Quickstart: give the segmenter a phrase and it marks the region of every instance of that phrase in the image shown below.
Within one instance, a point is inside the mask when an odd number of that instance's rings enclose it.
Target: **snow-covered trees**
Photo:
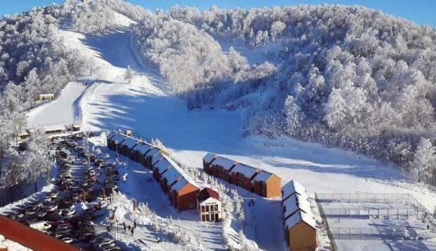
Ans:
[[[36,182],[40,177],[49,178],[53,163],[49,157],[47,145],[42,133],[36,131],[28,141],[25,151],[18,152],[11,147],[7,148],[0,161],[0,188]]]
[[[251,133],[288,134],[413,168],[418,165],[409,163],[414,163],[421,137],[435,144],[432,27],[364,7],[333,5],[177,8],[169,15],[219,41],[269,50],[267,54],[275,60],[276,70],[263,81],[251,79],[254,72],[245,68],[236,74],[236,82],[243,86],[220,83],[193,91],[191,108],[244,99],[240,103],[252,104],[245,116]],[[270,41],[275,43],[271,48],[265,46]],[[238,59],[231,50],[229,55]],[[268,97],[241,97],[259,93]]]
[[[412,170],[418,179],[436,185],[436,147],[429,139],[423,138],[413,156]]]
[[[229,60],[219,44],[191,25],[155,15],[133,27],[143,58],[157,65],[179,93],[226,79]]]
[[[63,8],[37,8],[0,21],[0,114],[22,111],[41,93],[56,93],[86,62],[57,36]]]
[[[91,0],[74,4],[72,29],[83,33],[102,33],[117,27],[115,11],[105,1]]]
[[[35,133],[26,151],[11,146],[22,131],[24,112],[41,93],[56,93],[87,62],[57,35],[68,11],[57,5],[34,8],[0,20],[0,188],[47,177],[52,163],[45,139]]]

━━━━━━

## WORK TO COMPLETE
Write out all the lines of the records again, requests included, but raise every polygon coordinate in the answers by 61 and leave the pictures out.

## WRITTEN SOLUTION
Quickstart: give the segmenter a phrase and it marks the region of every instance of that phrase in the image shown below.
Within one instance, a point is inside the mask when an odd number of that instance's rings enclose it.
Target: **snow-covered trees**
Photo:
Ans:
[[[97,243],[101,238],[110,239],[114,224],[110,218],[108,206],[103,194],[97,192],[89,202],[86,212],[79,213],[72,208],[68,209],[61,222],[61,249]]]
[[[312,194],[349,195],[474,229],[479,226],[470,224],[475,224],[482,198],[496,205],[493,88],[425,68],[394,66],[238,69],[230,76],[280,102],[330,111],[328,115],[336,121],[337,131],[324,142],[312,140],[315,133],[306,129],[297,135],[297,143],[304,147],[281,144],[254,152],[252,169],[305,160],[301,164],[313,165],[306,177]],[[331,102],[336,104],[332,109],[326,107]],[[299,120],[292,111],[290,116]],[[329,158],[302,158],[320,154]]]
[[[473,231],[479,240],[497,246],[497,208],[490,200],[484,199],[474,217]]]
[[[290,121],[280,105],[252,86],[216,76],[194,88],[204,119],[218,126],[240,154],[287,140]]]
[[[124,69],[98,69],[61,82],[61,175],[83,172],[102,154],[117,154],[147,123],[118,97]]]
[[[152,61],[135,65],[133,90],[144,94],[163,94],[178,88],[176,72],[166,62]]]
[[[96,194],[87,212],[72,207],[83,192],[85,173],[102,154],[117,154],[148,123],[118,96],[129,72],[118,66],[95,69],[61,81],[61,249],[108,238],[113,224],[106,200]]]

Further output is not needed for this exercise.